▸ EXTRAIT DE PAGE
◆ ◆ ◆ ◆ ◆ ◆ ◆

Tamar se retrouve donc veuve une deuxième fois et toujours sans enfant.
Alors Juda dit à Tamar, sa belle-fille:---Reste veuve dans la maison de ton père jusqu'à ce que mon fils Chéla soit devenu adulte.Car il se disait:---Il ne faut pas que celui-ci meure aussi comme ses frères. Tamar retourna donc dans la maison de son père et y resta.
C'est la deuxième étape de la victimisation de Tamar. Juda lui promet d' épouser son troisième fils...mais plus tard ! En attendant, qu'elle rentre donc chez ses parents, ce sera mieux pour tout le monde. Peut-être que Juda craint pour la vie de son dernier fils (comme si Tamar était responsable de la mort des deux premiers) et il invente donc un stratagème. De nouveau, il se dérobe à ses responsabilité, non plus en jouant sur la distance, mais sur le temps : « bientôt, bientôt »
La vérité, c'est que Juda est un échec pathétique en tant que frère, que fils et que père qui condamne sa belle-fille à une vie de veuve sans espoir. Car Juda se lave les mains de ce qu'il va pouvoir arriver à Tamar (dont la famille n'est pas tenue de l'aider). Il la renvoie de chez lui et poursuit sa petite vie, mais Tamar, elle, est bloquée dans sa vie. Elle est « fiancée » à Chéla et ne peut pas épouser un autre homme sans commettre l'adultère.

◆ ◆ ◆ ◆ ◆ ◆ ◆

▸ CONSIGNE A
Selon l'extrait sur Tamar, jusqu'à quand Juda demande-t-il à Tamar de rester veuve dans la maison de son père ?

▸ LIGNES AFFICHÉES
◆ ◆ ◆ ◆ ◆ ◆ ◆

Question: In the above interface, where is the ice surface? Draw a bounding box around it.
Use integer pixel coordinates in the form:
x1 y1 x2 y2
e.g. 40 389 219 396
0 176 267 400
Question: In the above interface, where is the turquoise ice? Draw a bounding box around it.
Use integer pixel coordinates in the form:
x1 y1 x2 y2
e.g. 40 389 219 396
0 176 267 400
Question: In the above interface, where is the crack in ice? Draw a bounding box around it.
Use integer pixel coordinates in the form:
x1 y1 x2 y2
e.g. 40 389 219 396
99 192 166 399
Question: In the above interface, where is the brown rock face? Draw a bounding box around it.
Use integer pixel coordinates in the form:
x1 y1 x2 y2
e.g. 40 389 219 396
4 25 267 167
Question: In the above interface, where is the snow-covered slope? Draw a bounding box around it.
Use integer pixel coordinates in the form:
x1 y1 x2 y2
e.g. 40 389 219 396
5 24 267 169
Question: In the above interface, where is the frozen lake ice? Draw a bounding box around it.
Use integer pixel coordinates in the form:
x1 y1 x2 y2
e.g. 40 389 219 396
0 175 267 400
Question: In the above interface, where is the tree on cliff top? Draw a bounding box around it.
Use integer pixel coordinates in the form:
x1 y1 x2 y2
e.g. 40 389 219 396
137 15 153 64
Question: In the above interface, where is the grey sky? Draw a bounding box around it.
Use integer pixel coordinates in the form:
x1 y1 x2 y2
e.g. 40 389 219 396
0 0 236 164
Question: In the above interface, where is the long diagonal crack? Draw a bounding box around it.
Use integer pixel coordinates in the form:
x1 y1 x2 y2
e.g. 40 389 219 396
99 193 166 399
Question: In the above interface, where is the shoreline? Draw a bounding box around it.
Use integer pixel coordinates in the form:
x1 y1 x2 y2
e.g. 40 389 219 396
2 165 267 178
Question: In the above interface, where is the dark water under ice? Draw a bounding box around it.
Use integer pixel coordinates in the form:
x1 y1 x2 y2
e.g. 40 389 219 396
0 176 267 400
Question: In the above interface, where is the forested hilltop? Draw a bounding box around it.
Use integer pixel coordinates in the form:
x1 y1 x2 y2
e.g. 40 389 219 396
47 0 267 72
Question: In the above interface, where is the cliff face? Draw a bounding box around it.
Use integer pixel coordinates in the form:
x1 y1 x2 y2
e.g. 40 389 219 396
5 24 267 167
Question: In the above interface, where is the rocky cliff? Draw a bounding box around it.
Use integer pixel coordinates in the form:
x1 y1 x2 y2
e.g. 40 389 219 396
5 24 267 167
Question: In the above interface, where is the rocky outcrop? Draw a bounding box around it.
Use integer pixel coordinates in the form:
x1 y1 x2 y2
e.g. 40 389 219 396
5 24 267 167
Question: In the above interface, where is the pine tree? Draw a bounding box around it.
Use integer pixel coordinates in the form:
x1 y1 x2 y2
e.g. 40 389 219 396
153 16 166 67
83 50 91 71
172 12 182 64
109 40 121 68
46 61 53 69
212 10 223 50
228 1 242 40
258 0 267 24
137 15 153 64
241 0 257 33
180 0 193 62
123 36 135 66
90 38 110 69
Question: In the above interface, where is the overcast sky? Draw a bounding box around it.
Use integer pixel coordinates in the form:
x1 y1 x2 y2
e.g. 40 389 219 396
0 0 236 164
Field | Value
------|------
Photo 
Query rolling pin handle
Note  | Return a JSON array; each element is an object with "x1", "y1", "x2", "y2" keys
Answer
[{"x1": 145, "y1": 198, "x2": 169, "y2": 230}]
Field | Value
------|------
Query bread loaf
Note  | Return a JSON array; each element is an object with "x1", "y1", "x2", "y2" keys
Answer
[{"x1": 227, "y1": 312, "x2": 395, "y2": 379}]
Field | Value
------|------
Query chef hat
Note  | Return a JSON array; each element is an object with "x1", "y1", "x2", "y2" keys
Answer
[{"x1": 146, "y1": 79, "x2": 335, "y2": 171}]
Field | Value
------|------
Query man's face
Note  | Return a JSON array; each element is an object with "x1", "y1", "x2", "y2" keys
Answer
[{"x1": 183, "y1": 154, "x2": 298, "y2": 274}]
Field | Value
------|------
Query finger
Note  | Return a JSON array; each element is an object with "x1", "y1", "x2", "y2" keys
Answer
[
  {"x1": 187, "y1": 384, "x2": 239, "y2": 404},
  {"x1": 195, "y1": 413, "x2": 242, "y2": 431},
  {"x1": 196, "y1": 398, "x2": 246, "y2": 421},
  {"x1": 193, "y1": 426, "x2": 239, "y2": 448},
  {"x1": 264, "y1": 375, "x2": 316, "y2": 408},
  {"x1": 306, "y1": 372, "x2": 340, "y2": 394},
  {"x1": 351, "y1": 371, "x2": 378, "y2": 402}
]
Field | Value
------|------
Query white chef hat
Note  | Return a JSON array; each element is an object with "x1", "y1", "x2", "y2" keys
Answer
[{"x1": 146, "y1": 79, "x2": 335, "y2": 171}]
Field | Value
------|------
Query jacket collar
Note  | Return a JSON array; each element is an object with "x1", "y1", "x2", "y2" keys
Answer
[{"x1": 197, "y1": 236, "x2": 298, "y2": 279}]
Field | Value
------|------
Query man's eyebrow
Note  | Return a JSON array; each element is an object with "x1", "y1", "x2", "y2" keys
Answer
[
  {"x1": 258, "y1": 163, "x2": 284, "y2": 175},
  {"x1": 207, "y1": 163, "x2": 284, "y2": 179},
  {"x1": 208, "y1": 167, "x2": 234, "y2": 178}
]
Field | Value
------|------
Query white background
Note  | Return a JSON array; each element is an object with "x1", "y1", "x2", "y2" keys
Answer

◆ ◆ ◆ ◆ ◆ ◆ ◆

▸ CONSIGNE B
Redimensionnez les lignes affichées, de la première d'entre elles jusqu'à celle qui contient "5 24 267 169", ces deux bornes comprises. Recopiez-les toutes, demandes incluses, en multipliant par 2 chaque coordonnée des réponses et en arrondissant à l'entier, les demis vers le haut, puis ne rendez que ces lignes.

▸ RÉPONSE A
Jusqu'à ce que son fils Chéla soit devenu adulte.

▸ RÉPONSE B
Question: In the above interface, where is the ice surface? Draw a bounding box around it.
Use integer pixel coordinates in the form:
x1 y1 x2 y2
e.g. 40 389 219 396
0 352 534 800
Question: In the above interface, where is the turquoise ice? Draw a bounding box around it.
Use integer pixel coordinates in the form:
x1 y1 x2 y2
e.g. 40 389 219 396
0 352 534 800
Question: In the above interface, where is the crack in ice? Draw a bounding box around it.
Use integer pixel coordinates in the form:
x1 y1 x2 y2
e.g. 40 389 219 396
198 384 332 798
Question: In the above interface, where is the brown rock face? Draw a bounding box around it.
Use integer pixel coordinates in the form:
x1 y1 x2 y2
e.g. 40 389 219 396
8 50 534 334
Question: In the above interface, where is the snow-covered slope? Draw a bounding box around it.
Use integer pixel coordinates in the form:
x1 y1 x2 y2
e.g. 40 389 219 396
10 48 534 338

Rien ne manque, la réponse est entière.